:: Work to do ::
Recast the rows from the line containing "log present in the scene above." to the line containing "[0,419,339,500]", both included, as a numbered list, and leave out any blank lines.

Bounding box annotation entries:
────

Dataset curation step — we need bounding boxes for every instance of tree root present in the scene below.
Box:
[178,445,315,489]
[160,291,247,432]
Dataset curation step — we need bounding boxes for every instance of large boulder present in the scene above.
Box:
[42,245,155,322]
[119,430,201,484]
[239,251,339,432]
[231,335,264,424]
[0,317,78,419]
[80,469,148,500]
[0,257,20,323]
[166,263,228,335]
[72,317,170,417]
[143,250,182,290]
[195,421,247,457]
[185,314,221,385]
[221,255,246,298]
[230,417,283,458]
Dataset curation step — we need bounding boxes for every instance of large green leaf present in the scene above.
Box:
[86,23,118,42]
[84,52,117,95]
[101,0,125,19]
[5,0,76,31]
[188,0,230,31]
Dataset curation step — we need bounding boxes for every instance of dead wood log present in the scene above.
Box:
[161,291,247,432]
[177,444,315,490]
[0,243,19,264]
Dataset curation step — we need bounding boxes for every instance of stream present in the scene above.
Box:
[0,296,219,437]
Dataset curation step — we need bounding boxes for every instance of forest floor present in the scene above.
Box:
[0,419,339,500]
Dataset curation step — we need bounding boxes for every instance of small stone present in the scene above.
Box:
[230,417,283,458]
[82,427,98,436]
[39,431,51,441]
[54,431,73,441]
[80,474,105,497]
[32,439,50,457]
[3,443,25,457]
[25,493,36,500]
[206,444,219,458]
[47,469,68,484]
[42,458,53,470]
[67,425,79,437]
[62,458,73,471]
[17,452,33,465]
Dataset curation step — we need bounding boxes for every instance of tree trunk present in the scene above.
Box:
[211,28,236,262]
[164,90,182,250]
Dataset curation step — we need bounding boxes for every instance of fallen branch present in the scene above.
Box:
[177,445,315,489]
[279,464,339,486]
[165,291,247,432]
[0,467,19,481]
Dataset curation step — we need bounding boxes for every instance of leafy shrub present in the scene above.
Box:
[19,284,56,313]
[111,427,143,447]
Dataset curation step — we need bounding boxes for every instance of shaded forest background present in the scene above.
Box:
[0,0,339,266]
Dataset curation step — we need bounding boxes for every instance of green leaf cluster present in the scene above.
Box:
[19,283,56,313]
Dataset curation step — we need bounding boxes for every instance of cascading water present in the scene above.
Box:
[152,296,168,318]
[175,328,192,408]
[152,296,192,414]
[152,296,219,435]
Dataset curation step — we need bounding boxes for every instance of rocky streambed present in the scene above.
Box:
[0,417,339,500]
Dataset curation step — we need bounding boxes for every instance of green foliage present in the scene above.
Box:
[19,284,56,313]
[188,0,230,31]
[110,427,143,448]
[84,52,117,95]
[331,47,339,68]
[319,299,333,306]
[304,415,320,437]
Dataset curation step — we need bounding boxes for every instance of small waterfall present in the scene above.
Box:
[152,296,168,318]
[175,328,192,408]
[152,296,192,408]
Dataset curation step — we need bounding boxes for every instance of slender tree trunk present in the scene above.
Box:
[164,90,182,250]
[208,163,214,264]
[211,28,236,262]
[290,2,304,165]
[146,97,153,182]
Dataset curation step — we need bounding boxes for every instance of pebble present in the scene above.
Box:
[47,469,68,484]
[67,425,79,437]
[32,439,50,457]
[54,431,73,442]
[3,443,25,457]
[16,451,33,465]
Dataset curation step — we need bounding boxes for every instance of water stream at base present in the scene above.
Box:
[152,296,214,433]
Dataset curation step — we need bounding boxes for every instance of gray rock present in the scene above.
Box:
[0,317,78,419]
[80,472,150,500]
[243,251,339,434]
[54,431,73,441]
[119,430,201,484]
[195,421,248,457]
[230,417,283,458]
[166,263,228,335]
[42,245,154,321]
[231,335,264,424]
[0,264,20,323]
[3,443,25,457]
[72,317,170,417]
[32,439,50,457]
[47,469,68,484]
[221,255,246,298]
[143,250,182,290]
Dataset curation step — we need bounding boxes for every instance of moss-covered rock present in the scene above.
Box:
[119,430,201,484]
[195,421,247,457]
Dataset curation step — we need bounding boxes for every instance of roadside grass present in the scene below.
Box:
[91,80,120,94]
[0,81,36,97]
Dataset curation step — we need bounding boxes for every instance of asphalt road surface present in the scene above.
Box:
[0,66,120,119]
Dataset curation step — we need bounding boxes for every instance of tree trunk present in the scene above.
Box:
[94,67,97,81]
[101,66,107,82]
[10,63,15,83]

────

:: Output below ::
1. Dataset curation step — we need bounding boxes for every instance of dead wood log present in the scene above.
2. Box:
3. [161,291,247,432]
4. [177,444,315,490]
5. [0,243,19,264]
6. Dataset curation step — we need bounding boxes for every instance of stream present in the scene above.
7. Box:
8. [0,296,219,437]
9. Dataset curation step — we need bounding boxes for every instance of forest floor present in the scene above.
10. Box:
11. [0,419,339,500]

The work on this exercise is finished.